## [Selected text]
⟨

Barbarella (Vadim, 1968) 1/10

Who seduces an angel? Who strips in space? Who conveys love by hand? Who gives up the pill? Who takes sex into outer space? Who's the girl of the 21st century? Who nearly dies of pleasure? (Promotional Tagline)

In April, 1968 director Stanley Kubrick released 2001: A Space Odyssey: an ingenious blend of celestial special effects and avant-garde narrative constructs. Planned and constructed over a number of years, the film's meticulous visuals are still some of the most remarkable and durable creations ever captured on celluloid. Time has fared well for Kubrick's creation. Six months later, another noted sci-fi film was released. Yet, unlike Kubrick's futuristic vision, time has not been kind to Roger Vadim's 1968 film Barbarella. In fact, time has been rather spiteful.

For all her successive achievements in films such as Sydney Pollack's They Shoot Horses, Don't They?, Alan J. Pakula's Klute and Hal Ashby's Coming Home, Jane Fonda has never been able to live down her most infamous performance as the title character in her then-husband Roger Vadim's 1968 film Barbarella. When recently asked where her head was when she agreed to play the title role of Jean Claude Forest's adult graphic novel, Fonda responded "I don't know- up my armpit."

Barbarella is arguably Jane Fonda's filmic "Hanoi Jane" moment: an error in retrospect and a blight on her career. And while her outspoken political views and notorious photograph perched upon a North Vietnamese anti-aircraft gun still bewilderingly anger Vietnam veterans, Barbarella has somehow shockingly become her most famous role.

Directed by French filmmaker Roger Vadim, Barbarella must have been a Sixties teenage nerd's cinematic "wet dream:" a ridiculously campy and trashy softcore sci-fi spoof filled with sexual innuendo, entendres and psychedelic imagery; essentially a sexed-up Star Trek parked outside an intergalatic bordello-cum-opium den. In the film, Jane Fonda stars as Barbarella, a 41st century century agent for the Republic of Earth asked by the President of Earth to track down missing scientist Duran Duran (Milo O' Shea) who is threatening the peaceful balance of the galaxy.

To the tune of the film's catchy psychedelic-lounge soundtrack, Barbarella begins with the film's infamous zero gravity strip. It is here that Vadim outlines the limited perspectives of Barbarella: a tongue-in-cheek film of risque images and bawdy space humour. Yet, the imagery produced in Claude Renoir's cinematography is hardly sexy or humourous. Instead the film is often offensively backward with feminist activist Fonda surprisingly playing a character that is neither strong nor rounded.

Instead Barbarella is a product of a mechanized future in which emotions and interactions are repressed through pills and robotic language. The inhabitants of other worlds are mocked for their savagery. Yet, this "living in a primitive state of neurotic irresponsibility" is inherently sexualized, rather than fashioned through technological sources. Such is the development of the human race that intercourse is performed through narcotics, rather than intimate interaction. But while, Vadim could have suggested this as part of a larger problem of social detachment, instead he milks it for petty laughs.

⟩

## [Data supplied]
⟨

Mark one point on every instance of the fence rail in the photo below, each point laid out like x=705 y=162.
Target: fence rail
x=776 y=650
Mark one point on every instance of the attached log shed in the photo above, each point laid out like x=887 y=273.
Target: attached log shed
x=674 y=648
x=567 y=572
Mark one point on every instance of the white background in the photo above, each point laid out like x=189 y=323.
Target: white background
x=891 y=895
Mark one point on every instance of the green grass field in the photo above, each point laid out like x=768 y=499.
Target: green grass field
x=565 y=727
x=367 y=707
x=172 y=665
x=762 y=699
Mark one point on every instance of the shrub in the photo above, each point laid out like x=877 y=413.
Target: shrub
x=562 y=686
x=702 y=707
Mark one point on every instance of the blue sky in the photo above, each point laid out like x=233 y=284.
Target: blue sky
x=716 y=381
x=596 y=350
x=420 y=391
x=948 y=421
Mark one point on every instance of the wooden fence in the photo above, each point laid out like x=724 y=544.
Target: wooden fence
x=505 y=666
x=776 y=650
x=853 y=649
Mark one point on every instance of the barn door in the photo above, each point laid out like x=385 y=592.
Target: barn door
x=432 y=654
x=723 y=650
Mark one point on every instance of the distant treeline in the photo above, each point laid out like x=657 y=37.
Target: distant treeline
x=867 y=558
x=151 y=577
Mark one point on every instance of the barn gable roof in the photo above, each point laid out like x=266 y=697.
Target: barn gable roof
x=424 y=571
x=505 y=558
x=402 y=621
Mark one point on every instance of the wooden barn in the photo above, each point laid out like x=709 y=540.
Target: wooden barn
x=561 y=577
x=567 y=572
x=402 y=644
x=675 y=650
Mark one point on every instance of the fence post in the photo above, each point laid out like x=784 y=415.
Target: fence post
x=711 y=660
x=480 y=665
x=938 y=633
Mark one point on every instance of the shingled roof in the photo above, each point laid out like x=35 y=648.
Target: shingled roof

⟩

## [Task set]
A - According to the Barbarella review, who plays the missing scientist Duran Duran?
B - Carry on the Barbarella review past its last paragraph.

## [Expected responses]
A - Milo O' Shea.

B -
After being rescued from a group of vile children, Barbarella's saviour, a man wearing a suit that appears to have once been a Wookie, asks her for sexual compensation. Yet, instead of using pills, the man pleasures sexually innocent Barbarella with genuine, "savage" intercourse. Naturally Barbarella enjoys it so much, that throughout the rest of the film, she struggles to keep the flimsy strands of her space lingerie on: exchanging pleasure for good deeds from Pygar (John Philip Law) a blind angel in a bird's nest and undressing in front of a half-brained revolutionary.

Yet, Barbarella's heterosexuality is always maintained, despite threats from Anita Pallenberg's bisexual tyrant The Black Queen. Pallenberg's repeated suggestions to sleep with Barbarella, become like the other running gags in the film, a tiresome bore. Vadim's continual attempts to illustrate the greatness of old-fashioned attitudes backfires in the film's liberalized sexuality. While espousing the rhetoric of "free love," Vadim also positions Barbarella as an ignorant nymphomaniac.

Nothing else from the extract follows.